**Exercício 1:**
Devolva todas as linhas das entradas que contêm a expressão "phrase", distinguindo maiúsculas de minúsculas.

Estando num local tão privilegiado como a Baixa da cidade, não admira que qualquer pessoa que passe à porta seja um potencial cliente. "Quanto mais não seja, para entrar e tirar fotografias", diz João, dantes fisioterapeuta e agora barbeiro. Tem 57 anos e muito carinho pela sua Tinoco, a que chama "a nossa velhinha". Mais de 80% dos clientes são turistas.
Garrett: barbeiro sem pressas
Na Rua de Ramalho Ortigão, a escassos metros dos Paços do Concelho, conhecemos um homem que não trabalha sob pressão. Os 85 anos de Acácio Branco permitem-lhe certas liberdades, mesmo que na cadeira da Barbearia Garrett esteja sentada uma figura pública. Pela sua tesoura passaram vários presidentes da Câmara, mas é Rui Moreira quem merece os melhores elogios: "É o mais simpático, conversa com toda a gente".
Natural de Cinfães, começou na arte aos 12 anos. "Os pais punham os filhos a aprender uma profissão e a mim tocou-me isto", recorda o homem que foi trabalhar para a Barbearia Garrett em 1958, um ano depois da abertura. É o rosto da casa desde 1979.
Quem ali entra fica a conhecer um fervoroso adepto do F. C. Porto, a julgar pela quantidade de referências, incluindo uma fotografia do plantel dos tempos de Pedroto. Acácio não esconde que às vezes cobra mais pelo corte. "Levo ao estrangeiro mais caro, porque ele não pergunta o preço", justifica. E diz que continua no ativo por causa da comunicação: "Se estivesse em casa, já tinha morrido".
Invicta: tesoura e poesia de mãos dadas
"A cadeira do barbeiro/É um centro cultural/Fala-se do Mundo inteiro/Fala-se do bem e do mal". Consoante fala, consoante rima. Aos 77 anos, assim é José Pinto, que divide com Francisco Moreira a gestão da Barbearia Invicta, fundada em 1968 na Praça de Carlos Alberto. O primeiro está lá praticamente desde sempre, o segundo chegou dez anos depois.
Nascido em Penafiel, Francisco tem 71 anos e era também um miúdo quando lhe foi traçado o destino: "Aprendi com o meu pai, voluntariamente... à força. Queria jogar à bola e o meu pai não me deixava", relata, para depois nos mostrar objetos de antanho exibidos numa vitrina. Enquanto isso, o colega de Baião vai versejando e cortando o cabelo a um cliente de sempre, o antigo ministro do Trabalho Amândio de Azevedo.
Do leque aqui retratado, a Invicta está entre as barbearias que ainda mantêm empregados. Ainda assim, a equipa que outrora teve dez pessoas está agora reduzida a quatro.
Veneza: homens iam lá arranjar as unhas
Pedro de Almeida nasceu em Resende há 80 anos, mais dez do que a cadeira em que está sentado quando explica como usava o assentador da navalha. Agora que as lâminas são descartáveis e o pó de sabão já não se usa, o responsável pelo Salão Veneza diz-nos que o prédio foi vendido e que o atual contrato de arrendamento só dura mais quatro anos. "Não sei se isto vai continuar", desabafa.
Começou como barbeiro aos fins de semana, lá na terra. E conta-nos que, quando foi para a Veneza, já na Rua Elísio de Melo (a barbearia foi fundada na Rua do Almada, em 1953 ou 54), era muito comum os homens irem lá arranjar as unhas.

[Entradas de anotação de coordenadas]
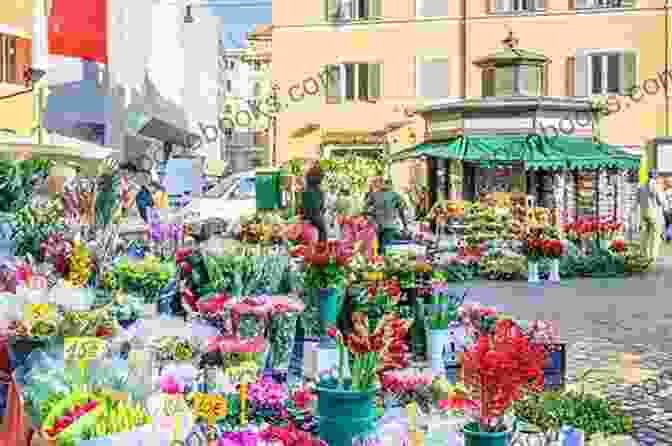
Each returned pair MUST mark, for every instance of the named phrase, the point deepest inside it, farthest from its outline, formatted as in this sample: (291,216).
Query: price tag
(210,407)
(36,312)
(84,348)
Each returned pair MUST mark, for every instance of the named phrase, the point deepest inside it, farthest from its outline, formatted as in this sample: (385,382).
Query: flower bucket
(474,438)
(533,272)
(330,306)
(554,274)
(7,240)
(438,340)
(344,414)
(283,334)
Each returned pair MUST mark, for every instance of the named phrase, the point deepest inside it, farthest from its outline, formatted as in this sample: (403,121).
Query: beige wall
(303,44)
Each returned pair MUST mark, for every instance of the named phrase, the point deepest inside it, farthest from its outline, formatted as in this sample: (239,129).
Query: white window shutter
(434,8)
(503,6)
(582,74)
(433,77)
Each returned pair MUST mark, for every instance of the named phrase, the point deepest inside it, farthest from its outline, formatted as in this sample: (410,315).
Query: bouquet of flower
(478,320)
(325,264)
(554,249)
(534,249)
(402,389)
(496,371)
(617,246)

**Exercício 2:**
Transcreva, do texto sobre as barbearias, o trecho entre "Quem ali entra" e "dez anos depois.", inclusive.

**Resposta 1:**
Each returned pair MUST mark, for every instance of the named phrase, the point deepest inside it, farthest from its outline, formatted as in this sample: (291,216).
Each returned pair MUST mark, for every instance of the named phrase, the point deepest inside it, farthest from its outline, formatted as in this sample: (385,382).
Each returned pair MUST mark, for every instance of the named phrase, the point deepest inside it, farthest from its outline, formatted as in this sample: (403,121).
Each returned pair MUST mark, for every instance of the named phrase, the point deepest inside it, farthest from its outline, formatted as in this sample: (239,129).
Each returned pair MUST mark, for every instance of the named phrase, the point deepest inside it, farthest from its outline, formatted as in this sample: (410,315).

**Resposta 2:**
Quem ali entra fica a conhecer um fervoroso adepto do F. C. Porto, a julgar pela quantidade de referências, incluindo uma fotografia do plantel dos tempos de Pedroto. Acácio não esconde que às vezes cobra mais pelo corte. "Levo ao estrangeiro mais caro, porque ele não pergunta o preço", justifica. E diz que continua no ativo por causa da comunicação: "Se estivesse em casa, já tinha morrido".
Invicta: tesoura e poesia de mãos dadas
"A cadeira do barbeiro/É um centro cultural/Fala-se do Mundo inteiro/Fala-se do bem e do mal". Consoante fala, consoante rima. Aos 77 anos, assim é José Pinto, que divide com Francisco Moreira a gestão da Barbearia Invicta, fundada em 1968 na Praça de Carlos Alberto. O primeiro está lá praticamente desde sempre, o segundo chegou dez anos depois.